## Start
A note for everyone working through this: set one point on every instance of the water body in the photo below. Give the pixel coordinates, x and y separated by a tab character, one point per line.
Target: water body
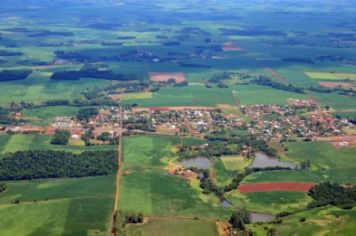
263	161
225	203
199	162
261	217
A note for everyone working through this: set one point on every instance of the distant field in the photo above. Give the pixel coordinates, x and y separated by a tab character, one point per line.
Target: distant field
235	162
174	228
148	188
60	206
323	221
62	217
336	165
23	142
38	88
330	76
272	202
45	115
52	189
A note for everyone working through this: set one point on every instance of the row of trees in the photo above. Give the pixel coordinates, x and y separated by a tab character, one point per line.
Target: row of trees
56	164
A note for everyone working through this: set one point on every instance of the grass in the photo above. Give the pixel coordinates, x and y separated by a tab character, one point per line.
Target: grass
335	101
330	76
272	202
24	142
39	87
237	163
254	94
320	221
63	217
148	188
135	96
28	191
337	165
45	115
173	228
80	206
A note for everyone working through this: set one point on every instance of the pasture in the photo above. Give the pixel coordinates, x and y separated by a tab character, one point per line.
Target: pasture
173	227
24	142
78	206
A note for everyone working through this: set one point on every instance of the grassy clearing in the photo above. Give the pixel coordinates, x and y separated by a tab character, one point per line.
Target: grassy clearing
62	217
173	228
330	76
337	165
155	192
320	221
272	202
150	189
28	191
24	142
45	115
135	96
237	163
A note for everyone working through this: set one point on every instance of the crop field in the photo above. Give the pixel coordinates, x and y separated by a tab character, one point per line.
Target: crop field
146	187
153	63
336	165
44	116
270	202
173	227
331	76
62	206
24	142
325	220
275	186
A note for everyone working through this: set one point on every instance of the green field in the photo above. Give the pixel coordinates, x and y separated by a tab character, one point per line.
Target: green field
320	221
24	142
271	202
45	115
337	165
148	188
331	76
58	207
173	228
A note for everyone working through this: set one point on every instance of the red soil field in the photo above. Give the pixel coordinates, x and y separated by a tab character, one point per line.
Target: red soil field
267	187
230	47
164	77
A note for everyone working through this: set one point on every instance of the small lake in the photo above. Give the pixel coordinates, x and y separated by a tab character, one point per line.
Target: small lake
263	161
260	217
225	203
199	162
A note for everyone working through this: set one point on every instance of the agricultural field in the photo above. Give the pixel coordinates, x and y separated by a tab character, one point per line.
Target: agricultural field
66	206
259	95
174	227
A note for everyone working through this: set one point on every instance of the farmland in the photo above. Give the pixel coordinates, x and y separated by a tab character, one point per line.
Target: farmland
177	117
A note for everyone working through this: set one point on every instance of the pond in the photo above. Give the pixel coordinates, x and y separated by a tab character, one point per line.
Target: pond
225	203
199	162
263	161
261	217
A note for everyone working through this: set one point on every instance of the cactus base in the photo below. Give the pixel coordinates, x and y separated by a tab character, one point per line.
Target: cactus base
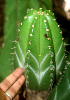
36	95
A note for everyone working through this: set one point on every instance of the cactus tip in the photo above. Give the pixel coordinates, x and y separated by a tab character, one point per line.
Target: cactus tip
35	17
47	29
45	21
31	35
28	50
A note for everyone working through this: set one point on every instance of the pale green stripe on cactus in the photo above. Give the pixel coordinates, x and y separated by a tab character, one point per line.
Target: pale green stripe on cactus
40	49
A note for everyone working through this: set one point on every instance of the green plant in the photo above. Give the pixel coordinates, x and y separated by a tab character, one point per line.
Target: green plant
40	50
14	13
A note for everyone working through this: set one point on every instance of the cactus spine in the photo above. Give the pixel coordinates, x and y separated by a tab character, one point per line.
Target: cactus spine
40	50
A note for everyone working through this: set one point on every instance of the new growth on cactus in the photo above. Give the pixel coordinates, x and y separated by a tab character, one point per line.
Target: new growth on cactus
40	50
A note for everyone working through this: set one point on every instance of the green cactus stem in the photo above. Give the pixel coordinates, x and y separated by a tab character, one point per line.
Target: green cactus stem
40	50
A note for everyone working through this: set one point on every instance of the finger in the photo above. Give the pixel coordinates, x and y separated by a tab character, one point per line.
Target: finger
16	86
7	82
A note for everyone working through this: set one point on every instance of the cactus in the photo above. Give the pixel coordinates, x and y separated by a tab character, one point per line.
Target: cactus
40	50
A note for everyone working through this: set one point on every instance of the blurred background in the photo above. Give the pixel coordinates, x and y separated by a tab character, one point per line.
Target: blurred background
12	13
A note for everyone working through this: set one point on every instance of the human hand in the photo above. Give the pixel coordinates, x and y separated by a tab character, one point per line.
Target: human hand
11	84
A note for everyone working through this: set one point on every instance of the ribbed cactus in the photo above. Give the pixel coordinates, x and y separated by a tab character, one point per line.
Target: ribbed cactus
40	50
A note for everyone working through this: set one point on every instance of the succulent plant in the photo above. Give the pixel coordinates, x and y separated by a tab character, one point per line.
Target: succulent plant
40	50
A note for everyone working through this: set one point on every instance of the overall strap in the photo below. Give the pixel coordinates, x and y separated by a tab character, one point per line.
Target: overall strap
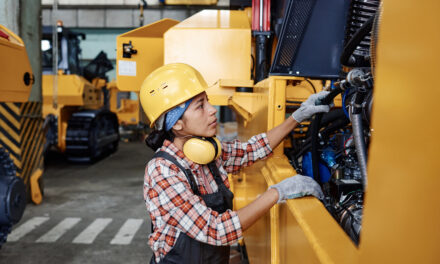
189	176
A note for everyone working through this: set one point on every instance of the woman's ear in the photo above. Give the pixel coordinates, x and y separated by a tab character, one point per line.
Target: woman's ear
178	126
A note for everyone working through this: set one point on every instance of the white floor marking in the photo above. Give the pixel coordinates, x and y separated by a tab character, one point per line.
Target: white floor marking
127	232
25	228
55	233
88	235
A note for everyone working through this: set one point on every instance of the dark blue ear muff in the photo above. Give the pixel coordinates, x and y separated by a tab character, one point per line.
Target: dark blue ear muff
202	150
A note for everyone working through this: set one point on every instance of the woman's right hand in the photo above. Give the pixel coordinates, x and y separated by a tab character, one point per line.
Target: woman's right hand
297	186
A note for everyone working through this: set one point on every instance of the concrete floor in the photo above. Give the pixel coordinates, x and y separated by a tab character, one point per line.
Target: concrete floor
109	191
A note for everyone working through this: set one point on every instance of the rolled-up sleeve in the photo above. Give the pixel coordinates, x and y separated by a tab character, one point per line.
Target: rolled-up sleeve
237	154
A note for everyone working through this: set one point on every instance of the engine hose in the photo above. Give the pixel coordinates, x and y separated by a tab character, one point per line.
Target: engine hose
314	133
358	135
356	40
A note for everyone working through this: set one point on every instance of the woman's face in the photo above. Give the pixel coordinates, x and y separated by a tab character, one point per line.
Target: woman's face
199	118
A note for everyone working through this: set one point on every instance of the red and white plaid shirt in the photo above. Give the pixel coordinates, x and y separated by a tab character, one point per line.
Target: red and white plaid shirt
174	208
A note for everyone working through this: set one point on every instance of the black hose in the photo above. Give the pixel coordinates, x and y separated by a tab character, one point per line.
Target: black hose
314	132
356	40
358	133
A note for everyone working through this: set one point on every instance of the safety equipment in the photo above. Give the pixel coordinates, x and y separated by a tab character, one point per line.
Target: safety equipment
175	114
310	107
169	86
297	186
202	150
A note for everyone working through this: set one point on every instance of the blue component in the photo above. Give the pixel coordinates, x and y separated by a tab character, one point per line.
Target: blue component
324	172
343	103
328	156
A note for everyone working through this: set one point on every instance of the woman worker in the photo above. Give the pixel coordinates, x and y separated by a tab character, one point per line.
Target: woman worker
186	188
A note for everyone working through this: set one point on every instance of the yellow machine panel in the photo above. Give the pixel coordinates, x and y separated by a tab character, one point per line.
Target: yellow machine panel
139	52
215	42
15	69
72	90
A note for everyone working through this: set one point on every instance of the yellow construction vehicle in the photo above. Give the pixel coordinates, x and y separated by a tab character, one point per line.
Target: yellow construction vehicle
21	134
73	99
380	201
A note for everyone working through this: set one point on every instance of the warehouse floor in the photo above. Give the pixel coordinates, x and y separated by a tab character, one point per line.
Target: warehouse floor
90	213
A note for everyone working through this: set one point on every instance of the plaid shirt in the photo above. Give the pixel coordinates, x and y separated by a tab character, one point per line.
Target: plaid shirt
174	208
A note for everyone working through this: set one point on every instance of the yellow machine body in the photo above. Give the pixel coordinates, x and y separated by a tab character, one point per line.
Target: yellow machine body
400	218
128	110
221	40
21	133
15	64
72	92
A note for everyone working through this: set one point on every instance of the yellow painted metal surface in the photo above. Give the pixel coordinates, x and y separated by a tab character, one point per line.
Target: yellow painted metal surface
401	220
300	231
191	2
215	42
21	135
73	90
13	67
36	194
148	43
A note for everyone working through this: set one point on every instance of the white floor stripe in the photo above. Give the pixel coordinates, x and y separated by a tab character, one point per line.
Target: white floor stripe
127	232
55	233
25	228
88	235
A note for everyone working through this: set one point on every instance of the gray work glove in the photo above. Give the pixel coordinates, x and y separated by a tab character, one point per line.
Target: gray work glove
297	186
308	108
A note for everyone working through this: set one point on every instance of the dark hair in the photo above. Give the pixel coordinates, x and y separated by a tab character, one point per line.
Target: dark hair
156	138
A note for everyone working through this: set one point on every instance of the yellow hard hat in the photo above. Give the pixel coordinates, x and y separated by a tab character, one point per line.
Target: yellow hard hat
169	86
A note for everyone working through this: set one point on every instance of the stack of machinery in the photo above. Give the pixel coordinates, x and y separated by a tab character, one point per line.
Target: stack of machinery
320	44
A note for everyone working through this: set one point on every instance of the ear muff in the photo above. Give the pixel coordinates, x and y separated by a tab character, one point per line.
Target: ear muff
202	150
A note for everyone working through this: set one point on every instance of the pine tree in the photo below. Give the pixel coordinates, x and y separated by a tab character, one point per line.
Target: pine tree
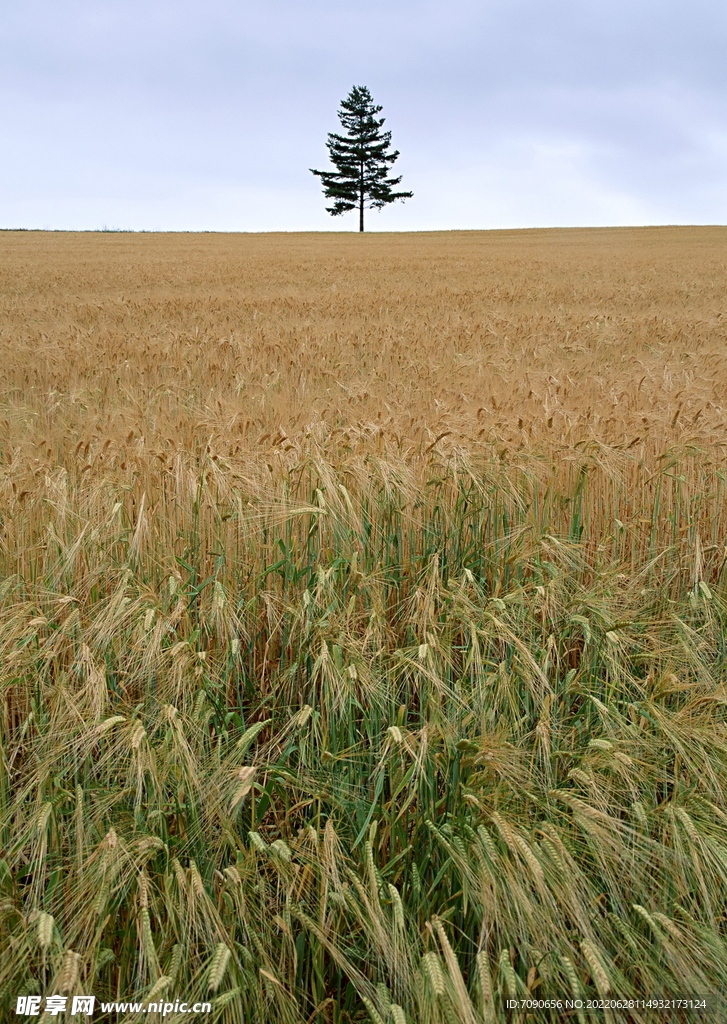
## End
Which of the lines above contain the string "crop"? Return each such line in full. Case counts.

A note for everyone working through this: set one point on every instance of the crop field in the photo above. Give the pixel coordinates, x and y separated by a tab character, one point per line.
Target: crop field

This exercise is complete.